Directions
Identify each line of the data below that contains the string "utility", matching case exactly, and copy every such line.

[Outline labeling records]
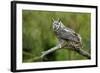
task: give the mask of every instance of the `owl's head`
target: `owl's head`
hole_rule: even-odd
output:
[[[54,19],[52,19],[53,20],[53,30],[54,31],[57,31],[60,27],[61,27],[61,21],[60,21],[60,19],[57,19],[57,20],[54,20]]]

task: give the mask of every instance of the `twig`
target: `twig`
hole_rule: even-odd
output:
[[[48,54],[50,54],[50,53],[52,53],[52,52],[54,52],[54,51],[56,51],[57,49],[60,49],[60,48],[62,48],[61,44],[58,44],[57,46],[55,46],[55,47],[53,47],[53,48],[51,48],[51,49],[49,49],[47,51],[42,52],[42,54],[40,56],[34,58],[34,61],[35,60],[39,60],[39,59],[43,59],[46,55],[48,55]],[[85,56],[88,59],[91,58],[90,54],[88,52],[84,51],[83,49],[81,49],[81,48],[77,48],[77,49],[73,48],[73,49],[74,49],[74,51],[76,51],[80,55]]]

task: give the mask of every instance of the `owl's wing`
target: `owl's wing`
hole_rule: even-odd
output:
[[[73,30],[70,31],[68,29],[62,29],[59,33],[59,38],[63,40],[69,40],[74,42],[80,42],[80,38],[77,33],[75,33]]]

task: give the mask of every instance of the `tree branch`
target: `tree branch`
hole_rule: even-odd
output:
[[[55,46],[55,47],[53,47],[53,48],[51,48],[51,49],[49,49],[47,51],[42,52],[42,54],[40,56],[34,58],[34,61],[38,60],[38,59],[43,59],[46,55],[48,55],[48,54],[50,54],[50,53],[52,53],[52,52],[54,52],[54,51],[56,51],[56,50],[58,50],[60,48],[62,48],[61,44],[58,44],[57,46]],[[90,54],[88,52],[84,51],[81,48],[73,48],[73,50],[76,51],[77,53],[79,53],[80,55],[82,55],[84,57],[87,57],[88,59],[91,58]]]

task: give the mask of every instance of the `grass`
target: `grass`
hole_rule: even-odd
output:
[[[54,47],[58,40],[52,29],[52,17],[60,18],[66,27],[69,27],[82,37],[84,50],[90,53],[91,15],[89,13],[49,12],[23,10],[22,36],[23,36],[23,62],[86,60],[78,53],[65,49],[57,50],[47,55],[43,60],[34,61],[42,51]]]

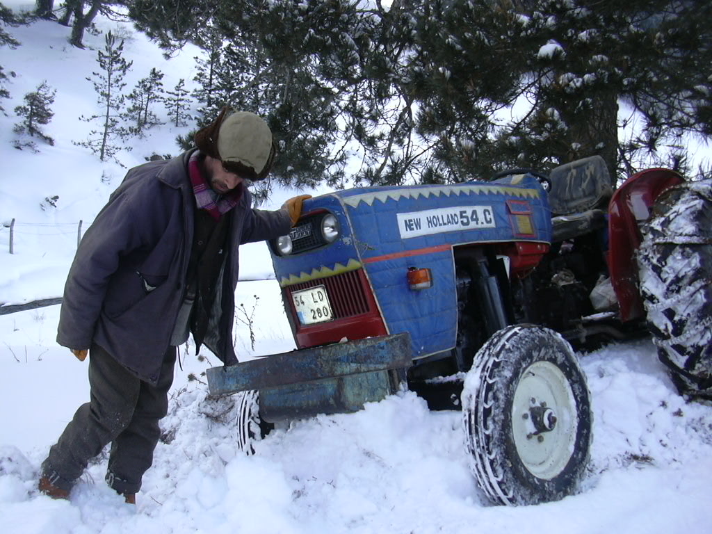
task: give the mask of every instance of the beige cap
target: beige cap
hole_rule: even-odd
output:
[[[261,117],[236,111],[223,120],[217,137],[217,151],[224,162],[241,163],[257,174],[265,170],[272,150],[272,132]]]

--

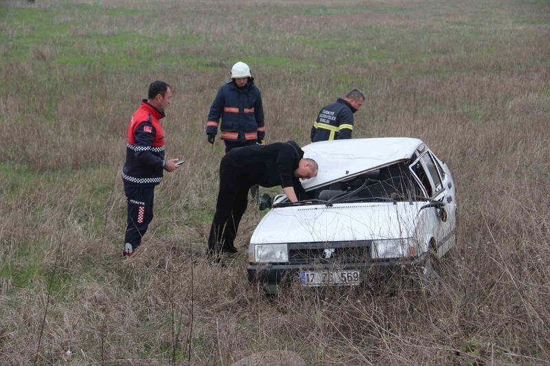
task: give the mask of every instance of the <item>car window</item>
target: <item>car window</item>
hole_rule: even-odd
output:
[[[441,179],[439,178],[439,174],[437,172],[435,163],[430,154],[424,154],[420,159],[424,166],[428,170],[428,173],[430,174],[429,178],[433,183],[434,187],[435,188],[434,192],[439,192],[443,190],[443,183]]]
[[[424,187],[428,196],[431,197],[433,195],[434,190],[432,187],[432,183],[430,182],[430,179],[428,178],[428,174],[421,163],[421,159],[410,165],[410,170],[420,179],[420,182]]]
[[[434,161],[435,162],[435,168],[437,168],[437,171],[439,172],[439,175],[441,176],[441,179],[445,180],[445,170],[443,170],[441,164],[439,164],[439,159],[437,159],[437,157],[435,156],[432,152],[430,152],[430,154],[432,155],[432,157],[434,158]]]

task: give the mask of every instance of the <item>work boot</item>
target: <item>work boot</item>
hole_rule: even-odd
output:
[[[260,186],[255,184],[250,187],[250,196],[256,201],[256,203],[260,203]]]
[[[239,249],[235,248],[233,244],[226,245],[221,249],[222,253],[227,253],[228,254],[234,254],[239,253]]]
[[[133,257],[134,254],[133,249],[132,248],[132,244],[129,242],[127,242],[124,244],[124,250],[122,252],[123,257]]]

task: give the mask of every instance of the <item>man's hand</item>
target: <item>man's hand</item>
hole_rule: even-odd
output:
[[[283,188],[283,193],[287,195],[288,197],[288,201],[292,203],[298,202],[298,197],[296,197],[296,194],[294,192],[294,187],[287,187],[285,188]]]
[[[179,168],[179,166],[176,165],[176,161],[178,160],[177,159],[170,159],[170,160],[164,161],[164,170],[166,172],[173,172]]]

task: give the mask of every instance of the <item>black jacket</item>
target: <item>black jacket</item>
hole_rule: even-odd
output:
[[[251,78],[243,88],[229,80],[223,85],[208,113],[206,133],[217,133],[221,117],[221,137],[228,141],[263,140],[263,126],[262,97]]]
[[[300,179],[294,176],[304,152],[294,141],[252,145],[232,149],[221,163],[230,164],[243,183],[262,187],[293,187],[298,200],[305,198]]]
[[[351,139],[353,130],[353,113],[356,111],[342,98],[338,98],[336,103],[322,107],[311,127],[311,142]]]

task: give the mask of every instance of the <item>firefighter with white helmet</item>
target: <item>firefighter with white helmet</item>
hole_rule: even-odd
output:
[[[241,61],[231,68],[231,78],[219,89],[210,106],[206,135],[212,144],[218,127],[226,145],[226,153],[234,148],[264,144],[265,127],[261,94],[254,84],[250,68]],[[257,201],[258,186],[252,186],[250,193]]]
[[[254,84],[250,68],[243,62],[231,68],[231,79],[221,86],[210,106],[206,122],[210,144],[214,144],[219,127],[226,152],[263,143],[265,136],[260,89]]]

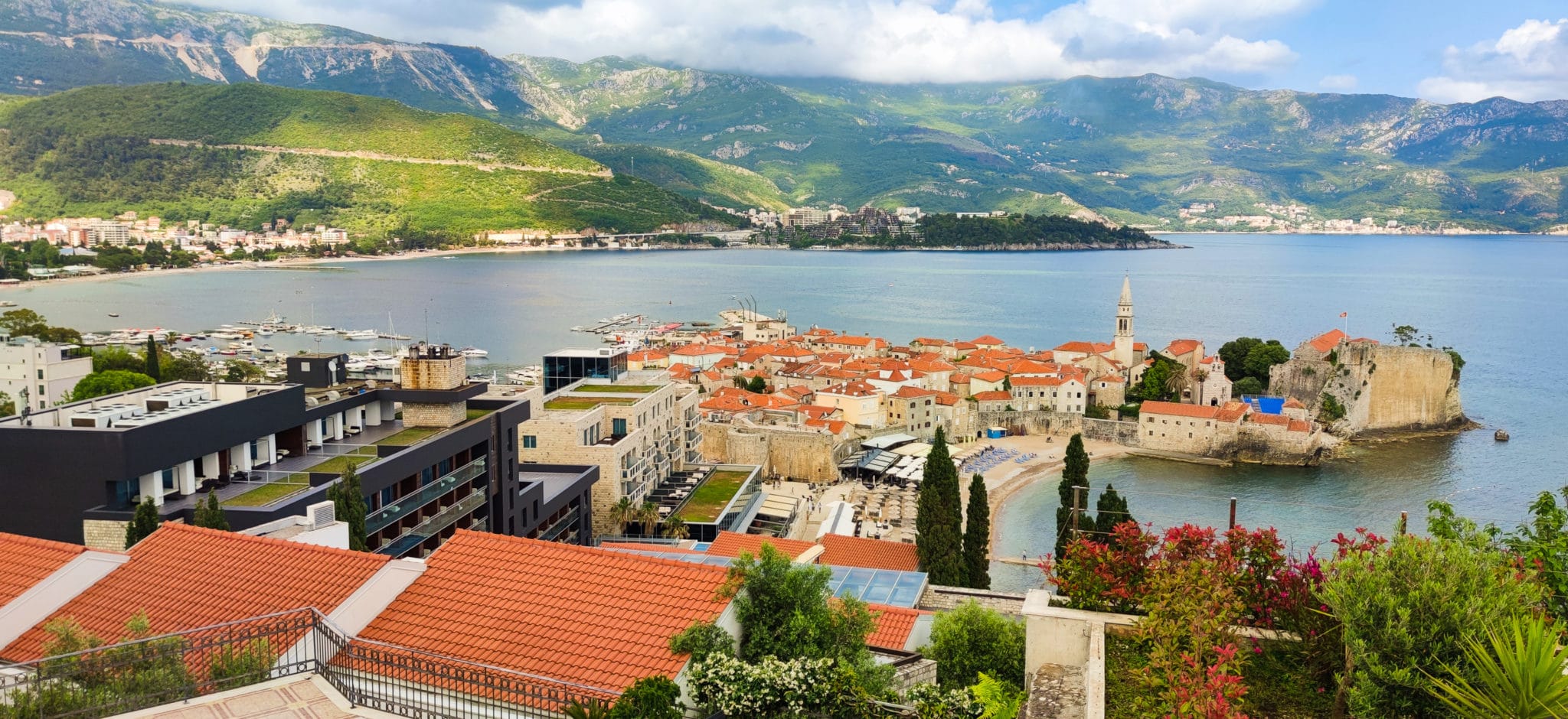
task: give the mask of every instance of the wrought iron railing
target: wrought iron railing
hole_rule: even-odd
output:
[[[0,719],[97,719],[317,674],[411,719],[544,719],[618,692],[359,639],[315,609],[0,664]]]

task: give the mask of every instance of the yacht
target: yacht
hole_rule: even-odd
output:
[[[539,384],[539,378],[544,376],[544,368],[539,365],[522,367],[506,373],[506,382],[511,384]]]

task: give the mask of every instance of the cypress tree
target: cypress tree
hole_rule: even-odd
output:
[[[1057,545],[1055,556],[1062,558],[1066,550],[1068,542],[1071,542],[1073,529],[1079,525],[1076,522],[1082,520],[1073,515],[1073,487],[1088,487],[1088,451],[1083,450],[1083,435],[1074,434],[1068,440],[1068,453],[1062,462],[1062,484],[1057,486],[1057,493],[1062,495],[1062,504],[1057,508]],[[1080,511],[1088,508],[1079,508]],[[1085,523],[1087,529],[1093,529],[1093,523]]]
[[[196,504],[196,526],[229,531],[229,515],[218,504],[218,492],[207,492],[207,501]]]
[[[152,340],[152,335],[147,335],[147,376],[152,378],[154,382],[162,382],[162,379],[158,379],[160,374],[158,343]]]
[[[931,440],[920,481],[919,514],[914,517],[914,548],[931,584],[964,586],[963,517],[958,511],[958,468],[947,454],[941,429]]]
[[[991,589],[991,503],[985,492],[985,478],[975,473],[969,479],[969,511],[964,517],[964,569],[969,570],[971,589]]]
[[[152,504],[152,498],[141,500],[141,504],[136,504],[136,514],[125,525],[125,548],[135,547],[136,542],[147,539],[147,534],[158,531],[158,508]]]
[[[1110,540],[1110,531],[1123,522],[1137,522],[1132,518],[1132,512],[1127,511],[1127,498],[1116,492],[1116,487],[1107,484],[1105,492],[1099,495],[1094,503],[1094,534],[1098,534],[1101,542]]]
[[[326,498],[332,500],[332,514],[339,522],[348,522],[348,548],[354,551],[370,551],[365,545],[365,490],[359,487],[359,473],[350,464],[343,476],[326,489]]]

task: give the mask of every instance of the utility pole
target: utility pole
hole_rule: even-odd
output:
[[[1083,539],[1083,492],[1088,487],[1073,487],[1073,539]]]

Full output
task: give the mask of every instance of the utility pole
target: utility pole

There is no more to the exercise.